Could you give back every entry below exactly, with the pictures dropped?

[Region pointing data]
▼
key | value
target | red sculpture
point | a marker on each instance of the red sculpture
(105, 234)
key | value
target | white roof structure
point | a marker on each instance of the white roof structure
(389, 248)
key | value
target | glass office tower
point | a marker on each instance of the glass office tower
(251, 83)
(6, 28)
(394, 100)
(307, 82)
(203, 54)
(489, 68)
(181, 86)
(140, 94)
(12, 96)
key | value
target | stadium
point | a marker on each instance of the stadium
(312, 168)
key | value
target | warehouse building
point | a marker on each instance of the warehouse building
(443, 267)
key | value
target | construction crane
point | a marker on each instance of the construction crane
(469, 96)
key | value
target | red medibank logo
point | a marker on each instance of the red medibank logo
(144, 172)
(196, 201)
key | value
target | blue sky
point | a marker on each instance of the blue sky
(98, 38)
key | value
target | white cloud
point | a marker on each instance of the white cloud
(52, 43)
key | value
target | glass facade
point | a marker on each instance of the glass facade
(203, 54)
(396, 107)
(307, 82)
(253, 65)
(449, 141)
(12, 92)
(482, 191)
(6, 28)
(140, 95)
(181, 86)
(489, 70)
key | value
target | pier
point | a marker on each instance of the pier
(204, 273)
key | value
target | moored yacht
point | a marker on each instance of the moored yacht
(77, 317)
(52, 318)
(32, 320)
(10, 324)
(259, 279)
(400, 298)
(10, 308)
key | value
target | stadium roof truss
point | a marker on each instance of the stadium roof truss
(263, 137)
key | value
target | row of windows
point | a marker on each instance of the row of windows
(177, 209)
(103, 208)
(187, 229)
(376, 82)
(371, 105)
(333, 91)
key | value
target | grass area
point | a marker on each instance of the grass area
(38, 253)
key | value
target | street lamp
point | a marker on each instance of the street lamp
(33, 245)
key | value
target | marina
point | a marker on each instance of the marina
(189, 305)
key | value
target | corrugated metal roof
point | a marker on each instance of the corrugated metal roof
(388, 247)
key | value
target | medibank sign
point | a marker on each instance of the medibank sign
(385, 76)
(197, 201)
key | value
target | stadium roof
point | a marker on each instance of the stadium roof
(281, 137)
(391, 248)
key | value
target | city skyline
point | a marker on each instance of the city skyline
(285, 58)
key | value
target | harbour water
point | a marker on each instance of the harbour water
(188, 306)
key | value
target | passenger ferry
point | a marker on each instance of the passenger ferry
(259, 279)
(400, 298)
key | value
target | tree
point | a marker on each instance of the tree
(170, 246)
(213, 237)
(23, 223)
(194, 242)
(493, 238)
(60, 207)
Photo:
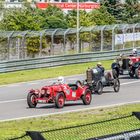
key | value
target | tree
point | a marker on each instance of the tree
(102, 16)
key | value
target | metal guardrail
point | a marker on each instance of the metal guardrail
(52, 61)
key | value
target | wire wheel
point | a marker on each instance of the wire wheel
(59, 100)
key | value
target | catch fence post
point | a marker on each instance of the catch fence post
(35, 135)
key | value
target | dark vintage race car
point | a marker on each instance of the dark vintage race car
(96, 82)
(127, 65)
(59, 94)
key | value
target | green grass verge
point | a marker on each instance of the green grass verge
(44, 73)
(18, 128)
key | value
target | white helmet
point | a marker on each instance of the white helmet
(61, 79)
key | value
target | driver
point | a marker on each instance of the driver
(100, 68)
(60, 80)
(134, 52)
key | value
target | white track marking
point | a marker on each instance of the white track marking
(76, 110)
(35, 83)
(10, 101)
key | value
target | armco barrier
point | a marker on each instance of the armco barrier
(15, 65)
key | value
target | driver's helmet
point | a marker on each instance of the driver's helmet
(134, 51)
(122, 54)
(99, 64)
(60, 79)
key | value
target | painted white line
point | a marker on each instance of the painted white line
(49, 79)
(127, 83)
(15, 85)
(33, 83)
(10, 101)
(76, 110)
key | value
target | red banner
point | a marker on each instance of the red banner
(66, 5)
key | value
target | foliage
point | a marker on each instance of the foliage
(127, 12)
(72, 119)
(33, 45)
(102, 17)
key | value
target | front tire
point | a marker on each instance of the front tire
(115, 73)
(31, 100)
(116, 85)
(87, 97)
(137, 72)
(99, 87)
(59, 100)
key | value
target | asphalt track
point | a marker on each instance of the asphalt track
(13, 103)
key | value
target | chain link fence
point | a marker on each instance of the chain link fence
(120, 128)
(50, 42)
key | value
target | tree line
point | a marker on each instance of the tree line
(29, 18)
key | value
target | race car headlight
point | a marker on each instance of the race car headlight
(43, 91)
(48, 92)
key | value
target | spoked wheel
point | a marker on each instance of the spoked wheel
(86, 98)
(115, 73)
(59, 100)
(137, 73)
(131, 74)
(116, 85)
(31, 100)
(79, 83)
(99, 87)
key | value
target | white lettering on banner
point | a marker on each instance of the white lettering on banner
(128, 37)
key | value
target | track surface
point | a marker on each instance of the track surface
(13, 98)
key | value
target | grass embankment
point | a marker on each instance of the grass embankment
(44, 73)
(18, 128)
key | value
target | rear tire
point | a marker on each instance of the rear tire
(99, 87)
(116, 85)
(59, 100)
(137, 72)
(87, 97)
(115, 74)
(31, 100)
(131, 74)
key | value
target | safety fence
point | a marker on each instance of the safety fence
(15, 65)
(121, 128)
(16, 45)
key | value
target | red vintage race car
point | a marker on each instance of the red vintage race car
(59, 94)
(127, 65)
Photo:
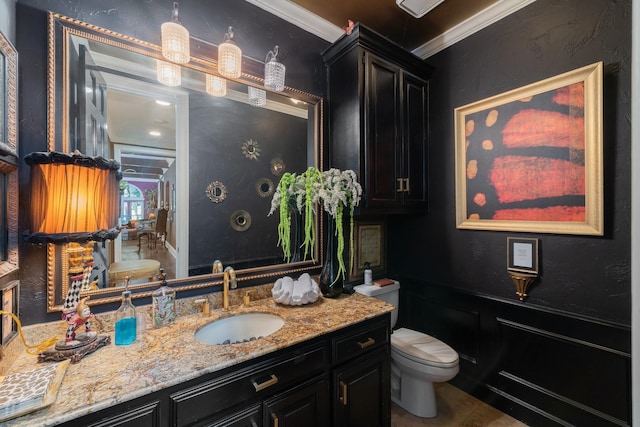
▲
# TASK RESPONSE
key | value
target | red sculpture
point | a marker on each instance of the red sculpture
(105, 234)
key | value
target | white roof structure
point | a marker on each instance of the white roof structure
(389, 248)
key | value
target | glass office tower
point | a marker on each instance of the glass office tower
(251, 83)
(6, 28)
(394, 100)
(307, 82)
(203, 54)
(489, 68)
(181, 86)
(140, 94)
(12, 96)
key | value
target | stadium
point | a marker on each instance of the stadium
(312, 168)
key | value
target | warehouse building
point | a marker on each instance of the warehouse building
(443, 267)
key | value
target | construction crane
point | a marker on each instance of the construction crane
(469, 96)
key | value
target | red medibank logo
point | a marker on each instance of the red medibank logo
(144, 172)
(196, 201)
key | value
target | blue sky
point | a marker on each instance of the blue sky
(98, 38)
key | value
target | white cloud
point | a marker on each instance of the white cloud
(52, 43)
key | value
target | glass facade
point | a marker on each instance of the glass facade
(203, 54)
(396, 107)
(307, 82)
(253, 65)
(449, 141)
(12, 92)
(482, 191)
(6, 28)
(140, 95)
(181, 86)
(489, 70)
key | value
target | pier
point | a marker on each instance of the pier
(204, 273)
key | value
target | moored yacht
point | a marker on each instance of the moored yacht
(77, 317)
(52, 318)
(32, 320)
(10, 324)
(259, 279)
(400, 298)
(10, 308)
key | value
target | stadium roof truss
point | a marker on each instance of the stadium roof truss
(263, 137)
key | value
target | row of windows
point | a marker on each instance of the row of windows
(177, 209)
(103, 208)
(187, 229)
(376, 82)
(371, 105)
(333, 91)
key | value
target | grass area
point | a marker on each instance of the grass area
(38, 253)
key | value
target | street lamp
point | a marker on each instance of the street lamp
(33, 245)
key | value
target | marina
point | a marker on each instance of the marina
(189, 305)
key | value
target | corrugated metal roof
point | a marker on each instance of the corrugated metal roof
(388, 247)
key | value
target | medibank sign
point | a marker on each instance of the medibank sign
(385, 76)
(197, 201)
key | value
target | stadium roof
point | a marker on each instance of the stadium roof
(281, 137)
(391, 248)
key | value
target | city skyline
point | a marker on each instance of the city skyline
(285, 58)
key | value
target | harbour water
point | a marker on each instance of the harbour water
(188, 306)
key | value
target | passenger ferry
point | a marker on each instance of the passenger ferry
(259, 279)
(400, 298)
key | value
target | tree
point | a marker on each instance of the tree
(170, 246)
(213, 237)
(23, 223)
(194, 242)
(493, 238)
(60, 207)
Photo:
key | value
target | tree
point | a marker on each instance of the tree
(102, 16)
key | value
target | metal guardrail
point | a marker on each instance of the metal guardrail
(52, 61)
key | value
target | wire wheel
point | a marker on each instance of the wire wheel
(59, 100)
key | value
target | catch fence post
point | a marker on each instance of the catch fence post
(35, 135)
key | value
target | dark vintage race car
point | a marker on each instance of the dark vintage race car
(96, 82)
(127, 65)
(59, 94)
key | value
target | green grass verge
point | a marker on each instance of the green grass verge
(44, 73)
(18, 128)
key | value
target | white helmet
point | a marker on each instance of the white helmet
(61, 79)
key | value
target | driver
point | a marker on each instance of the driver
(100, 68)
(60, 80)
(134, 52)
key | value
target | white track marking
point | a marker on each instance of the white track marking
(76, 110)
(35, 83)
(10, 101)
key | value
target | armco barrier
point | a marker on each instance of the armco barrier
(15, 65)
key | value
target | driver's helmet
point | a marker on each instance of the driver's helmet
(134, 51)
(122, 54)
(99, 64)
(60, 79)
key | value
target | painted white line
point | a marker on each instance of the painted white line
(49, 79)
(127, 83)
(15, 85)
(33, 83)
(10, 101)
(76, 110)
key | value
target | red banner
point | a marker on each instance of the red banner
(66, 5)
key | value
target | foliage
point | a marker on each instance of the foliage
(127, 12)
(72, 119)
(33, 45)
(102, 17)
key | value
target | front tire
point | a marker on each instance of the front tire
(115, 73)
(31, 100)
(116, 85)
(87, 97)
(137, 72)
(99, 87)
(59, 100)
key | value
target | asphalt track
point | a marker on each instance of the asphalt track
(13, 103)
key | value
target | chain link fence
point | a marker on each instance of the chain link fence
(120, 128)
(50, 42)
key | value
target | tree line
point | a marker on each instance of the tree line
(29, 18)
key | value
target | race car headlight
point | a marker on each instance of the race car headlight
(43, 91)
(48, 92)
key | value
target | spoked wheel
point | a marker on each instance of the spoked wheel
(86, 98)
(115, 73)
(59, 100)
(137, 73)
(131, 74)
(116, 85)
(31, 100)
(79, 83)
(99, 87)
key | value
target | white lettering on banner
point | a marker on each instance of the white lettering on banner
(128, 37)
key | value
target | track surface
point | a marker on each instance of the track surface
(13, 98)
key | value
target | grass embankment
point | a marker on each instance of the grass embankment
(44, 73)
(18, 128)
key | value
target | rear tire
point | a marker on each instance of the rear tire
(99, 87)
(116, 85)
(59, 100)
(137, 72)
(87, 97)
(115, 74)
(31, 100)
(131, 74)
key | value
target | safety fence
point | a marker on each instance of the safety fence
(15, 65)
(121, 128)
(16, 45)
key | value
target | red vintage race car
point | a marker on each instance of the red vintage race car
(59, 94)
(127, 65)
Photo:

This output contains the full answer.